◆ GIVEN ENTRIES ◆
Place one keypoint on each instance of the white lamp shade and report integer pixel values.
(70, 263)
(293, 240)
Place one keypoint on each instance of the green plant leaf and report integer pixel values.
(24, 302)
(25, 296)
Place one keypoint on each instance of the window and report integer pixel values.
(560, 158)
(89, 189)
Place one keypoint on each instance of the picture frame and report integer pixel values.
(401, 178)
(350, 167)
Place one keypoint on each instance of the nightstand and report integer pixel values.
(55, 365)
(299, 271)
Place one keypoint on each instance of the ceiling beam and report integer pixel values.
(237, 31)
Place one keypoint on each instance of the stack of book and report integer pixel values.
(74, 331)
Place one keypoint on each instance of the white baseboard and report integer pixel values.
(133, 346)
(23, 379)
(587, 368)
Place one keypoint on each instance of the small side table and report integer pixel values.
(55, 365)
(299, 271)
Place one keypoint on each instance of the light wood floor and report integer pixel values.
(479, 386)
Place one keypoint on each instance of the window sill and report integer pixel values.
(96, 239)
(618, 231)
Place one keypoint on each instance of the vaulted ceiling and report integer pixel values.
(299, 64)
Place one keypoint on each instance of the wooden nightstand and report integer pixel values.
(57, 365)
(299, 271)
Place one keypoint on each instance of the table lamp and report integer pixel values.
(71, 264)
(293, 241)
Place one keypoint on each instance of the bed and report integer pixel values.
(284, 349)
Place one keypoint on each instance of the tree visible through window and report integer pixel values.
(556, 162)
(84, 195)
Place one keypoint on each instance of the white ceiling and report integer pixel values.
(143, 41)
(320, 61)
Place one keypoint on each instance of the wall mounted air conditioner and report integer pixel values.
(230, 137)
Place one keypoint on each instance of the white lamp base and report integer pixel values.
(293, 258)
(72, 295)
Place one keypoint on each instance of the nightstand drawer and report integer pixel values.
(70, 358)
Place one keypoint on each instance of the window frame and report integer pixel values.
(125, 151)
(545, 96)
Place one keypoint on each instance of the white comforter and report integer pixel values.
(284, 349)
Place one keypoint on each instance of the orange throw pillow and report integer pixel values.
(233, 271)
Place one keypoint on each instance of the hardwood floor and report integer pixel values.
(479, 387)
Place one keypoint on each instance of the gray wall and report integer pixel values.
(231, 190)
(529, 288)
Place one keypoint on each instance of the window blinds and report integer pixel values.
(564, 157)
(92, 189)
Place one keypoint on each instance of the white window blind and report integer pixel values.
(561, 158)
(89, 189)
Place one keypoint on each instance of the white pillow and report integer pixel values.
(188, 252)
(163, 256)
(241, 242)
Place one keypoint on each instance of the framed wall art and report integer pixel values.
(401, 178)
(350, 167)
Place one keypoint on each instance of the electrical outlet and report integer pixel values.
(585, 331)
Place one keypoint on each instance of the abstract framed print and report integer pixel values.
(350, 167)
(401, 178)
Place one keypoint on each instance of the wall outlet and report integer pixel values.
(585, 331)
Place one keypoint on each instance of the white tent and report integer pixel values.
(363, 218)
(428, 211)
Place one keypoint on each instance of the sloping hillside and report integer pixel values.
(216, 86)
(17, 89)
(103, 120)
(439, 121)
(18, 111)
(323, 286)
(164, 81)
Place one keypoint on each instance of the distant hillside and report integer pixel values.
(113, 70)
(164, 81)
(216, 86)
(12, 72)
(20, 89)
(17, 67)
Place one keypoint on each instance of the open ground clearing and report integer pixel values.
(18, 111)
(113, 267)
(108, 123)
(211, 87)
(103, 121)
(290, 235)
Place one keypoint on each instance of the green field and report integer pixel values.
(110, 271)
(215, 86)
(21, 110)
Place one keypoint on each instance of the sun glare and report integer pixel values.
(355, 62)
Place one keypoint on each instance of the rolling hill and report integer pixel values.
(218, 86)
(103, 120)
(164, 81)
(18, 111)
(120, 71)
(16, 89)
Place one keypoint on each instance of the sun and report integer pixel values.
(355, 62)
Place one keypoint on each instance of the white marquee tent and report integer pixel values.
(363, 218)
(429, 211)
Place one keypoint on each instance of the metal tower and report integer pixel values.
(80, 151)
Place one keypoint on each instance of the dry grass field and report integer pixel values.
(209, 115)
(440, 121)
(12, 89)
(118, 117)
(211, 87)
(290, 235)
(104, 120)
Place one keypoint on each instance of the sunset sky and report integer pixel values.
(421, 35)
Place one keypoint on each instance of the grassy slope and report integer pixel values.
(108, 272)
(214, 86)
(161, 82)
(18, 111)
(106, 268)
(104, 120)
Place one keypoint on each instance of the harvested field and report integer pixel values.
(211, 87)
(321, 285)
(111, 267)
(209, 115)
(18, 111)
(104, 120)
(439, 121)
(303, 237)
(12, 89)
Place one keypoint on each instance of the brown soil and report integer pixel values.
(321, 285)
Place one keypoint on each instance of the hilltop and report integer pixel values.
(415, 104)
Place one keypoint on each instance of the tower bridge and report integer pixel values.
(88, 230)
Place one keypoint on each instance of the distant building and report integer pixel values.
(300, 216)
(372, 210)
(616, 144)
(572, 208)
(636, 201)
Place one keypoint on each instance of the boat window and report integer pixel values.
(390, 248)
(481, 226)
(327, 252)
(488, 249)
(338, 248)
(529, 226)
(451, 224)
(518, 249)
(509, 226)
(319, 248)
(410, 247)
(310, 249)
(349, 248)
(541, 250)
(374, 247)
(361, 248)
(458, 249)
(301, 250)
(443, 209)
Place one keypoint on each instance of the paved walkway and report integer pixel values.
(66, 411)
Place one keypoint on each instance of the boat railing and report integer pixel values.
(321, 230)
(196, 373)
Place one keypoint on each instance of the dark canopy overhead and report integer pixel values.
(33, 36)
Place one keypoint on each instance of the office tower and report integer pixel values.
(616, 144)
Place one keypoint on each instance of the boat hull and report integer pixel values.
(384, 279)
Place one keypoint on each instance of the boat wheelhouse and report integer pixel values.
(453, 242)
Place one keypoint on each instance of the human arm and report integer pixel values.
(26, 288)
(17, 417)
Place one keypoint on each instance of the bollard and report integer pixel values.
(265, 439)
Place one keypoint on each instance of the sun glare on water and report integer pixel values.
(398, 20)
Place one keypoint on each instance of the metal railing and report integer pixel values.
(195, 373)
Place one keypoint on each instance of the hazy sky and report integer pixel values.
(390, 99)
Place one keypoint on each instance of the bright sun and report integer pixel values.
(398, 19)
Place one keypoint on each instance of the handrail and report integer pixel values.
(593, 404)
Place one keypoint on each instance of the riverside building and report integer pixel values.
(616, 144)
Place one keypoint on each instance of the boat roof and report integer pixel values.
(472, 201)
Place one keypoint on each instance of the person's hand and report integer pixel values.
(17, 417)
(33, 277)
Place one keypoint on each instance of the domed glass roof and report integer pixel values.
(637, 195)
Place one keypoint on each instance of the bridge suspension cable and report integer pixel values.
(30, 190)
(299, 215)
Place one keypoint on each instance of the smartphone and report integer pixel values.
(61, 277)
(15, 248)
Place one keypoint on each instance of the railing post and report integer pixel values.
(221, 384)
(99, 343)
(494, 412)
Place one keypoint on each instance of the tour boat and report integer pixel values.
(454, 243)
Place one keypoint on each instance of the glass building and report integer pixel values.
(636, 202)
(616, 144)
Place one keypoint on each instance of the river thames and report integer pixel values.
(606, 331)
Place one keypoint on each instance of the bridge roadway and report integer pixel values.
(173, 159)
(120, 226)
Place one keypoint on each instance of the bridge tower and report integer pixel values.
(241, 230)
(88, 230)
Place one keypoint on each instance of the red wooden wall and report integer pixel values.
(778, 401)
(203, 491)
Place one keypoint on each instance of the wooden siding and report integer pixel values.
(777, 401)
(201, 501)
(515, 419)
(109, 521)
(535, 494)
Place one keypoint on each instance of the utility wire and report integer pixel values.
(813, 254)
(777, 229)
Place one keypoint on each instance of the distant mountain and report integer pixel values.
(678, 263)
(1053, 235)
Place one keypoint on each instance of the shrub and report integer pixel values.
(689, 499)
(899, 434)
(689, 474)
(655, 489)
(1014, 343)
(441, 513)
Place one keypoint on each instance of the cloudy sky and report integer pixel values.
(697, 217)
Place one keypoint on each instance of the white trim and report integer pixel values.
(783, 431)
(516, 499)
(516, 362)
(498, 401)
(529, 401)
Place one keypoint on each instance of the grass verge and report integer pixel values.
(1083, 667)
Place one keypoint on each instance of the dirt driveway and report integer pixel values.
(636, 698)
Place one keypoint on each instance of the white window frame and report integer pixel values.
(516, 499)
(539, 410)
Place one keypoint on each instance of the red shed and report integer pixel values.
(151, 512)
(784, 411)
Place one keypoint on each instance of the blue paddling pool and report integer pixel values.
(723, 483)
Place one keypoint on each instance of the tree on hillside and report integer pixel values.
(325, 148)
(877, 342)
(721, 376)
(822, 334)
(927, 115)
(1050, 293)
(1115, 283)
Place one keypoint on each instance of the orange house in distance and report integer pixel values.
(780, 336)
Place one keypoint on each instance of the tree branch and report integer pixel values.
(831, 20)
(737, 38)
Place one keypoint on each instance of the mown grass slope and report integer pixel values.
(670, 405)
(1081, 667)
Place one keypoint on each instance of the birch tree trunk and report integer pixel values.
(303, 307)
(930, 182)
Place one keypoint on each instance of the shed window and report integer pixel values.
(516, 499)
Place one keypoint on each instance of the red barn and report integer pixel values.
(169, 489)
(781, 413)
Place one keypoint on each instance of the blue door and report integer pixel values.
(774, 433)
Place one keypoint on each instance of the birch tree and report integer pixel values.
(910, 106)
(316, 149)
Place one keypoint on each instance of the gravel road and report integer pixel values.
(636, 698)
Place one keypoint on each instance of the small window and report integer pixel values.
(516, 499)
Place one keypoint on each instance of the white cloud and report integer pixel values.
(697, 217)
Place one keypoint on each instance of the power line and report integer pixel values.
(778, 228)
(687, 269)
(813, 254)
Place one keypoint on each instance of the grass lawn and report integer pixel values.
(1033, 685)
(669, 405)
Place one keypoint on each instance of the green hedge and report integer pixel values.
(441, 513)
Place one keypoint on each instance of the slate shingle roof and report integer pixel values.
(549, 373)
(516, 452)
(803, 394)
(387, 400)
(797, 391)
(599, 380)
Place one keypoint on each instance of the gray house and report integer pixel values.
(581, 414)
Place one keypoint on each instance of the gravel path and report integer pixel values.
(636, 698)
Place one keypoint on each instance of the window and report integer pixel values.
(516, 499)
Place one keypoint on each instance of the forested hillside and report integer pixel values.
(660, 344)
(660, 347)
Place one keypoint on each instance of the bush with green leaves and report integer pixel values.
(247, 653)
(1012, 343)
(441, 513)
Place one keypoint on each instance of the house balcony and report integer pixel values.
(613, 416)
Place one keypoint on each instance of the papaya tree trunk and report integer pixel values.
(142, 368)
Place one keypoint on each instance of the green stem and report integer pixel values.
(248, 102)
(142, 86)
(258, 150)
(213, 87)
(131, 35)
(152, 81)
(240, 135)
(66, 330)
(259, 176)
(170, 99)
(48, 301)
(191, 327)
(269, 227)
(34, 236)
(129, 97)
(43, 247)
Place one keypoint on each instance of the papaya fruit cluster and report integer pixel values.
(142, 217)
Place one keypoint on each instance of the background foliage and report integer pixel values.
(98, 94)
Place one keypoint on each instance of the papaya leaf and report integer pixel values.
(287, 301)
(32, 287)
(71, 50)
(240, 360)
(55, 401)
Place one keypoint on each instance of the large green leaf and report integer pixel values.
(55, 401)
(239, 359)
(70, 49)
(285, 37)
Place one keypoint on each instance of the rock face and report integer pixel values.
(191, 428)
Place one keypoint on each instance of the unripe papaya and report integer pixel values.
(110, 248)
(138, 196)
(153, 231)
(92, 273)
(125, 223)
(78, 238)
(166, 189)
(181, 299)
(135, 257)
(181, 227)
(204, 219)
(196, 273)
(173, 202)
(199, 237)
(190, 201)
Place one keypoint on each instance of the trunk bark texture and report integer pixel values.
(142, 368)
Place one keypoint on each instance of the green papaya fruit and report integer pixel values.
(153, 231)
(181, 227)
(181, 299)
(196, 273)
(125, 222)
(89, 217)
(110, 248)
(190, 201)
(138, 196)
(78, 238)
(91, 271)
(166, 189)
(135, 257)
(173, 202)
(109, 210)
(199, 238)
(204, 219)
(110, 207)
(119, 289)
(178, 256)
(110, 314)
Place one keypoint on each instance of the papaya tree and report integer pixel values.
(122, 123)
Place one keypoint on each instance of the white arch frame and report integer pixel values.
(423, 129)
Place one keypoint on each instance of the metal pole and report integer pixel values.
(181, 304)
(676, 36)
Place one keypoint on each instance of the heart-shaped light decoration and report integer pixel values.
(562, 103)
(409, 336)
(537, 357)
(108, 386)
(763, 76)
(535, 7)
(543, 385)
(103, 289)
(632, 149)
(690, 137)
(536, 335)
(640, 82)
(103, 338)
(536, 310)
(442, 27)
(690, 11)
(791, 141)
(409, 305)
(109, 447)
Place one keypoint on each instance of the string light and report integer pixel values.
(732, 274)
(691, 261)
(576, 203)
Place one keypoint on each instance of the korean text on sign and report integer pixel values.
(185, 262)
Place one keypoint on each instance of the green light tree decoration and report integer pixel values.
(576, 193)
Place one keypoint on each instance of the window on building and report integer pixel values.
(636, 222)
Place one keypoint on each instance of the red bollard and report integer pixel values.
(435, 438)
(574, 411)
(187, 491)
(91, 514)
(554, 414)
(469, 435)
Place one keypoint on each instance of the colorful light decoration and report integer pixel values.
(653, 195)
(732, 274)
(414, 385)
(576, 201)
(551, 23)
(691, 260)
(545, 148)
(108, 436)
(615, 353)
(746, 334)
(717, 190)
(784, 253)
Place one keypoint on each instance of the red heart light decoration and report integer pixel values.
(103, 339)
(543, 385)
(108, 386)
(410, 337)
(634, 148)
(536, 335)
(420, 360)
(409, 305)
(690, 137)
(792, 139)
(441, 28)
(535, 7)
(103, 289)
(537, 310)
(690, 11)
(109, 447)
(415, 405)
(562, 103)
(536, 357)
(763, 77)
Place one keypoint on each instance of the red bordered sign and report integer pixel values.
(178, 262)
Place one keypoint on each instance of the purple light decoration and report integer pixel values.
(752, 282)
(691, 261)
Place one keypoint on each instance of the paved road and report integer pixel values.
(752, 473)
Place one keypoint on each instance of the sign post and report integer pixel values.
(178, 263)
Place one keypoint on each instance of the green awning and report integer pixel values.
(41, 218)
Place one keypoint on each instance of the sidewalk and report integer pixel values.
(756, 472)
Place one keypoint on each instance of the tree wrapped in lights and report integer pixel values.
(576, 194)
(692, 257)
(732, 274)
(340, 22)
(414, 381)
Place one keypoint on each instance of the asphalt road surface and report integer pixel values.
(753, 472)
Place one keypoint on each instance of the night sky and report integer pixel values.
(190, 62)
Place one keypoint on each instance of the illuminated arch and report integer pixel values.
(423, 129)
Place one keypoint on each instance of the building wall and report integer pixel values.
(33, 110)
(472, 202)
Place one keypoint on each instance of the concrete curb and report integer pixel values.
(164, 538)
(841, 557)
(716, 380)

◆ ASSIGNED TASK ◆
Lines from the one with "Place one keypoint on each instance of the red bordered" through the final line of the listing above should be duplicated word for word, and nothing else included.

◆ WRITTEN SOLUTION ◆
Place one keypoint on each instance of the red bordered sign and report integer pixel values.
(178, 262)
Place one keypoint on each instance of the purple light decoration and report integer pixel values.
(752, 282)
(691, 261)
Place one keypoint on each instance of the paved road and report integer pixel values.
(752, 473)
Place one keypoint on each instance of the sign post and report integer pixel values.
(178, 263)
Place one keypoint on each instance of the green awning and report integer pixel values.
(41, 218)
Place one keypoint on each instance of the sidewalk and report integer pixel values.
(756, 472)
Place one keypoint on each instance of the tree wrapped in lights and report integer pixel values.
(576, 194)
(692, 257)
(732, 274)
(340, 22)
(414, 381)
Place one keypoint on each instance of the asphalt road surface and report integer pixel values.
(753, 472)
Place one keypoint on each instance of the night sky and report integer pixel values.
(190, 62)
Place one keypoint on each instance of the illuminated arch and report integer pixel values.
(423, 129)
Place one keypoint on each instance of the building wall and report integer pixel values.
(33, 110)
(472, 202)
Place one keypoint on each instance of the concrete curb and report integer pixel values.
(164, 538)
(841, 557)
(716, 380)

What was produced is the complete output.